# Requirement
How many lines in the items below contain the string "light", with case counting? Reply with the number only.

# Data
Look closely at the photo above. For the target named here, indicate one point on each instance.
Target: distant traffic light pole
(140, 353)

--

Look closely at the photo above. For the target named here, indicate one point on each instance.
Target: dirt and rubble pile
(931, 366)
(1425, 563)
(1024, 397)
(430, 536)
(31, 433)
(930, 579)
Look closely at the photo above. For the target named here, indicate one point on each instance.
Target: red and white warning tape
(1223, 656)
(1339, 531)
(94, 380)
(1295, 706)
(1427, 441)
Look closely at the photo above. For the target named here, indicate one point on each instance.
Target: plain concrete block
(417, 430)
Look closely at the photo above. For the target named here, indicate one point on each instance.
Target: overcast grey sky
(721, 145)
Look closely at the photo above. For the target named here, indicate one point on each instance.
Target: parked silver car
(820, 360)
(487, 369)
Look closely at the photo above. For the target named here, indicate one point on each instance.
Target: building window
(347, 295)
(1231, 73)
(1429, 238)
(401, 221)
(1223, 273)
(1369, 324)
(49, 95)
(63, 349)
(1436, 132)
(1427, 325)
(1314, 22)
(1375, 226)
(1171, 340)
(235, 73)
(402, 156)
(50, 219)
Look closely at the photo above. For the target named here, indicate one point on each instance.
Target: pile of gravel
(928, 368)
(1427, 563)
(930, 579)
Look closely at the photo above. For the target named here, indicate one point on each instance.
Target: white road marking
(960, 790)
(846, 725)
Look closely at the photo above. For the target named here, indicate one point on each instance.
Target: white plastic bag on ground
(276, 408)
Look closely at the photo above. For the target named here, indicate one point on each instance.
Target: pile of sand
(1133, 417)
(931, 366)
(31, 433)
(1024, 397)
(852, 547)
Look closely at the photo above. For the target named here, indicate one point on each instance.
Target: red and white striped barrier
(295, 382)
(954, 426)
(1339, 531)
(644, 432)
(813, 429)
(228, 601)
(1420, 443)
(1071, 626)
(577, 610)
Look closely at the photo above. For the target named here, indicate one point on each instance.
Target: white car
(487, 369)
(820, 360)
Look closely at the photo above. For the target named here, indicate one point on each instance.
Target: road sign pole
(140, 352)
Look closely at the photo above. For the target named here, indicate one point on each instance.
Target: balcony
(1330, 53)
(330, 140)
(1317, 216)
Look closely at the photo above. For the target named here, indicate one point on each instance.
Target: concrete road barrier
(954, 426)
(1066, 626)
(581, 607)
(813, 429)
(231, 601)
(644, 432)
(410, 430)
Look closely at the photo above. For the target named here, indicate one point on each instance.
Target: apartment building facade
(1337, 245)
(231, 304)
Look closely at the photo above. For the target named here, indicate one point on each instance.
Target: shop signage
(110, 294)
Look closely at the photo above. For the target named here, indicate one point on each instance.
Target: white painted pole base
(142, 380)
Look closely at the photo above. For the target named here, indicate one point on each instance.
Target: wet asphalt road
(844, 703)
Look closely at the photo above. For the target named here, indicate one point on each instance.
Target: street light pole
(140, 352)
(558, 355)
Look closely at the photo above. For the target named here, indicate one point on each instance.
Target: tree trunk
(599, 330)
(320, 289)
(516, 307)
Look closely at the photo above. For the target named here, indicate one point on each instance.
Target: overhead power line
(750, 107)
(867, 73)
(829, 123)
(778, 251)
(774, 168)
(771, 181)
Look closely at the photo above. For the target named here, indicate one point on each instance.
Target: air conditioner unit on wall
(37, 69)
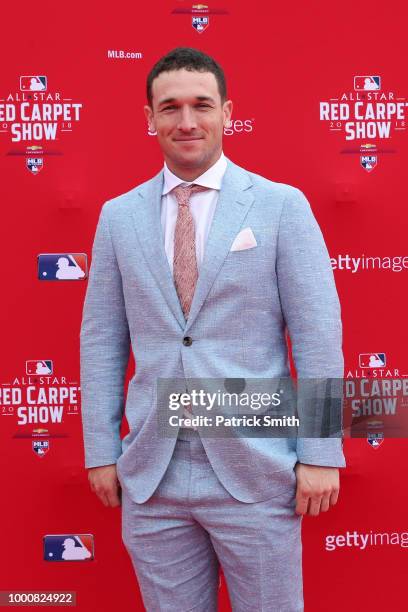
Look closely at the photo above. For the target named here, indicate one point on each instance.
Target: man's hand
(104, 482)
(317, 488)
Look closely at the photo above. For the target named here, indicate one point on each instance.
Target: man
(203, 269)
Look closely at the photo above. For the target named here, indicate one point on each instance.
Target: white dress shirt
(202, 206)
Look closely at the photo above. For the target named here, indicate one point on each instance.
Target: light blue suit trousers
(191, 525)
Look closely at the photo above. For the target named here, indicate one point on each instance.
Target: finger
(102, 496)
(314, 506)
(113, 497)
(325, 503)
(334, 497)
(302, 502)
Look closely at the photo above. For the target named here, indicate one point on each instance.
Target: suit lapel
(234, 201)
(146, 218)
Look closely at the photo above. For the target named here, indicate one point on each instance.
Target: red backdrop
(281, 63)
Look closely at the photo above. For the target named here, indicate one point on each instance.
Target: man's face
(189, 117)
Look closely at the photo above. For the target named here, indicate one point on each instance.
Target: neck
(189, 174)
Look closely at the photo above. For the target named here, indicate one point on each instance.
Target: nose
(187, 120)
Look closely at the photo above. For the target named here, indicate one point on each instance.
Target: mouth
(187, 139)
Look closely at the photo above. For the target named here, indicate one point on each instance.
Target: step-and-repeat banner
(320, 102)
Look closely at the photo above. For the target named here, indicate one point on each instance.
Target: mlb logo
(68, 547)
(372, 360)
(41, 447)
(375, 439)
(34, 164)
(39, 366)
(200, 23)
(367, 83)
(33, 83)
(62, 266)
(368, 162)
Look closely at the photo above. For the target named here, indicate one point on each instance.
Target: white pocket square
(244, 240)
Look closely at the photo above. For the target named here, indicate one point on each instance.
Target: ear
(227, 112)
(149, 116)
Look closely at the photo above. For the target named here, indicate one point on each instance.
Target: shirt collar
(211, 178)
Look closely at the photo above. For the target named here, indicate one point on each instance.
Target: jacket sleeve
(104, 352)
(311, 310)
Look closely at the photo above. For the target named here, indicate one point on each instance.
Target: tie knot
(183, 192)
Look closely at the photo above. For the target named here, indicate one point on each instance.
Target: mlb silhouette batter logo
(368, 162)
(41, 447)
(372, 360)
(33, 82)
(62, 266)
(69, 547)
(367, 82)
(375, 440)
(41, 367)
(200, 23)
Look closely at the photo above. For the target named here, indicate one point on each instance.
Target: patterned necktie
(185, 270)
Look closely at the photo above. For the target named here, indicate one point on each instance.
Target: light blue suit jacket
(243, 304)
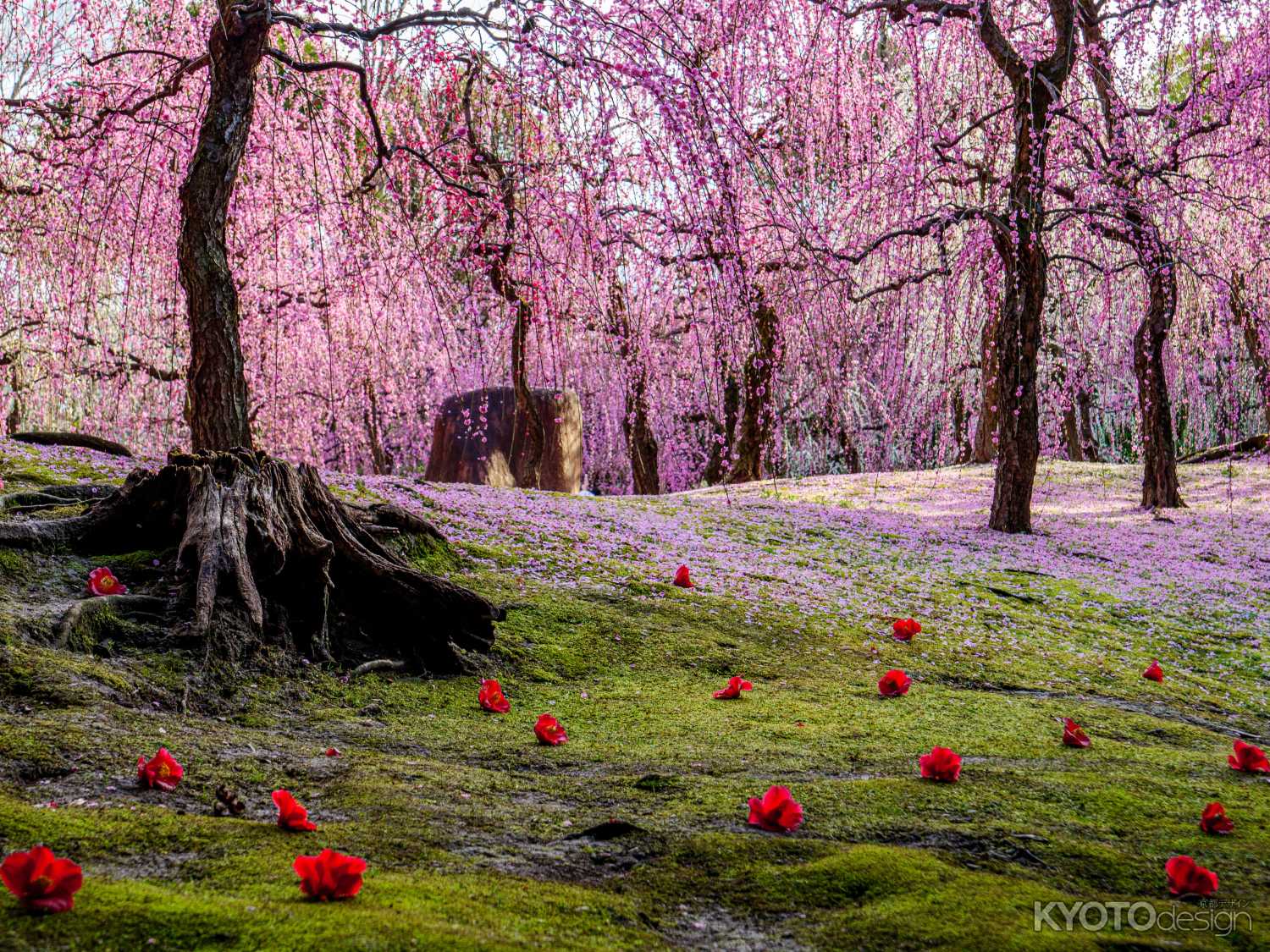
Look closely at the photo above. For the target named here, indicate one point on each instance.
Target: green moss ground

# Full solution
4